__Textauszug__.
━━━━━━━━━━━━━━━━━━━━
Clarisse, geborene Clarice Adelaide Sebag-Montefiore, mit einem ihrer zwei erlegten Leoparden. Ein Jungtier wurde lebend gefangen und fand in Schönbrunn seine letzte Heimat

Foto: Dorotheum

Rosenlippenmädchen, leichtfüßige Jungs: Ob Clarisse Rothschild der in der verfilmten Autobiografie Karen Blixens verewigte Trinkspruch geläufig war, ist nicht überliefert. Ebenso wenig, ob sie überhaupt Zutritt zu dem ausschließlich Männern vorbehaltenen Muthaiga Club in Nairobi bekommen hatte.

Gesichert ist allerdings, dass die Jagdgesellschaft von Baron und Baronin Rothschild die am Fuße der Ngong-Berge gelegene Farm der Baronin Blixen besuchte, kein halbes Jahr bevor dort der englische Kronprinz und spätere König Edward VIII. auf seiner Safari in Ostafrika im November 1928 dinieren sollte.

Expeditionen dieser Art waren damals ein ausschließlich Vermögenden und Adeligen vorbehaltenes Privileg, das mit einigem organisatorischem Aufwand und entsprechend hohen Kosten verbunden war. Zumal wenn man im Abgleich zu den wochenlangen Strapazen auf einen gewissen Komfort nicht verzichten wollte.

Heute verpönt: sowohl die Großwildjagd als auch die Bezeichnung "Neger", dem Clarisse Rothschild Ohrschmuck abkaufte.
Foto: Dorotheum

Acht Autos und ein Grammophon

Sieht man vom üblichen Proviant ab, reisten die Rothschilds mit unzähligen Kisten voll Whisky und Cognac, Champagner und Wein, der – einer Familientradition folgend – mit eigens für diese Reise entworfenen Etiketten beklebt worden war. Neben einem Grammofon, Abendbekleidung und Tischwäsche hatte man auch Porzellan und Kristall dabei, weiters nicht weniger als acht Autos, darunter ein speziell adaptierter Mercedes 400 S. Nachzulesen bei Roman Sandgruber, der dieser "African Safari" in seiner 2019 in der Kategorie Geistes-, Sozial-, Kulturwissenschaft zum Wissenschaftsbuch des Jahres erkorenen Publikation Rothschild. Glanz und Untergang des Wiener Welthauses (Molden-Verlag, 2018) ein Kapitel widmete (Seite 405 ff.).

Die Gruppe bestand demnach aus Alfonse und Clarisse Rothschild, ihrer Schwester Joanne Montefiore, Graf Franz Anton Nostitz und Graf Franz Khevenhüller, die unter der Führung des erfahrenen Großwildjägers und Afrika-Kenners Captain George Wood im Dezember 1927 zu einer fünfmonatigen Großwildsafari aufgebrochen waren.

Jagd auf die "Big Five"
━━━━━━━━━━━━━━━━━━━━
__Datensätze darüber, wo Objekte erscheinen__.
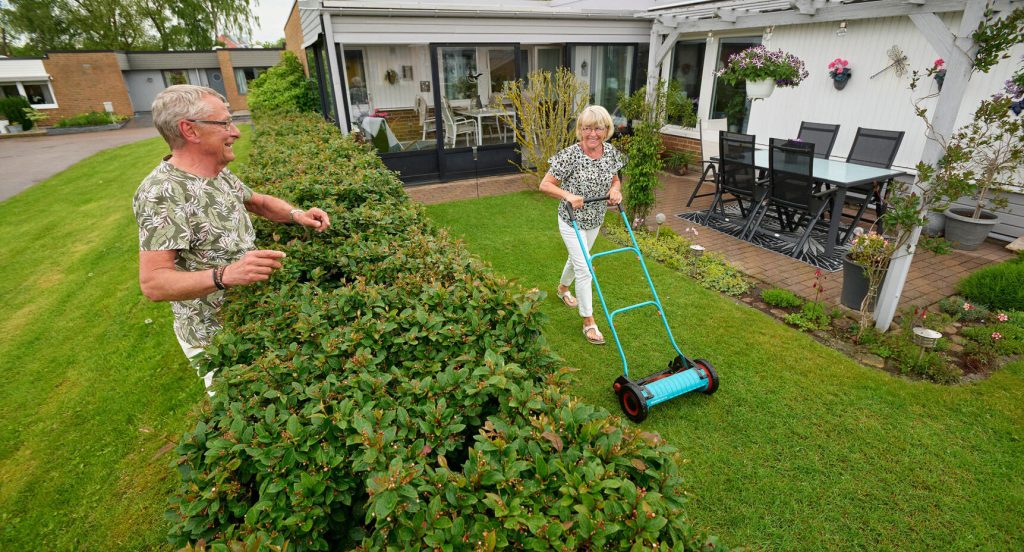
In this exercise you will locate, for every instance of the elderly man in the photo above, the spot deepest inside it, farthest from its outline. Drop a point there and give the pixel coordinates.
(196, 239)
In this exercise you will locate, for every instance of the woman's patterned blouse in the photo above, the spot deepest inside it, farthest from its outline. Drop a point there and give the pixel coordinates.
(588, 177)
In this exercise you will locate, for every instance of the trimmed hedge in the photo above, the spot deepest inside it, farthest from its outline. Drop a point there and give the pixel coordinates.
(387, 390)
(1000, 287)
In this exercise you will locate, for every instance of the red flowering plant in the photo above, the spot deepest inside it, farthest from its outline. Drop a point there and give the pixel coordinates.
(839, 71)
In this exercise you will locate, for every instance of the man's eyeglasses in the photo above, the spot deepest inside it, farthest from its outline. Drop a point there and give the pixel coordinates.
(223, 124)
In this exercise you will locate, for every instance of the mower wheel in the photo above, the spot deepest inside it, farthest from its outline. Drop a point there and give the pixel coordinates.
(619, 384)
(705, 366)
(631, 399)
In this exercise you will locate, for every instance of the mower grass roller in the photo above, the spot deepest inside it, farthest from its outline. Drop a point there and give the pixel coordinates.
(682, 375)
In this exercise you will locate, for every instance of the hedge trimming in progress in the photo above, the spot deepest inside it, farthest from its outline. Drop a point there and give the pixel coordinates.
(386, 390)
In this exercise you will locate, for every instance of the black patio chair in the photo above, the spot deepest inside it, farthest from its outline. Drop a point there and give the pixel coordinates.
(737, 176)
(821, 135)
(872, 147)
(792, 189)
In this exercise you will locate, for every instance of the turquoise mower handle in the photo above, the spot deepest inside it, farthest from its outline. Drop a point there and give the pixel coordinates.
(591, 200)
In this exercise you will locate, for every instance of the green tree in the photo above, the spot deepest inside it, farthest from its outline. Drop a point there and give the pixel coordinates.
(169, 25)
(643, 152)
(283, 88)
(546, 108)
━━━━━━━━━━━━━━━━━━━━
__Aufgabe__.
Führe den Artikel über die Afrikasafari der Rothschilds im Anschluss an seine letzte Zeile fort.

__Lösung__.
Mit dem Zug ging es vorerst nach Marseille, per Schiff weiter nach Port Said, durch den Suezkanal und das Rote Meer nach Mombasa. Von dort reiste man nach Nairobi und in die Serengeti und zurück über den Südsudan auf einem Nildampfer bis Khartum, weiter per Eisenbahn nach Alexandria und schließlich im Mai 1928 zurück nach Wien.

"Alfons sinnend" notierte Franz Anton Notitz unter eine Aufnahme von Alfons Rothschild ins Album, das die fünfmonatige Safari dokumentiert.
Foto: Dorotheum

Die Bilanz des 10.000 Pfund Sterling teuren Abenteuers: 514 erlegte Tiere insgesamt, Alfons kam auf 135 Stück Wild, Clarisse auf 157, darunter einige Exemplare der "Big Five", also Elefanten, Nashörner, Löwen, Leoparden und Büffel. Filmaufnahmen, für die der legendäre Filmproduzent Sascha Kolowrat-Krakowksy kurz vor seinem Tod im Dezember 1927 noch eigens einen Kameramann entsandt haben soll, gelten laut dem Historiker Roman Sandgruber als verschollen.

Mehr als 500 Fotodokumente

Jüngst gelangten jedoch im Dorotheum mehr als 500 in vier Alben geklebte Fotoaufnahmen zur Auktion, die diese "Rothschild Expedition – Kenya Colony, Sudan, 1928" dokumentieren. Sie stammten ursprünglich aus dem Besitz von Graf Franz Anton Nostitz und wechselten für knapp 11.000 Euro in eine private Familiensammlung nach London. Bereits vor einigen Jahren waren vier ähnliche Alben aufgetaucht, die sich wohl bis 1938 im Besitz der Rothschilds befunden haben dürften. Rund um das Jahr 2008 sollen sie über einen im britischen Norfolk angesiedelten Sportwaffenspezialisten für 18.000 Pfund zurück an die Familie verkauft worden sein, wie die Antiques Trade Gazette damals berichtete.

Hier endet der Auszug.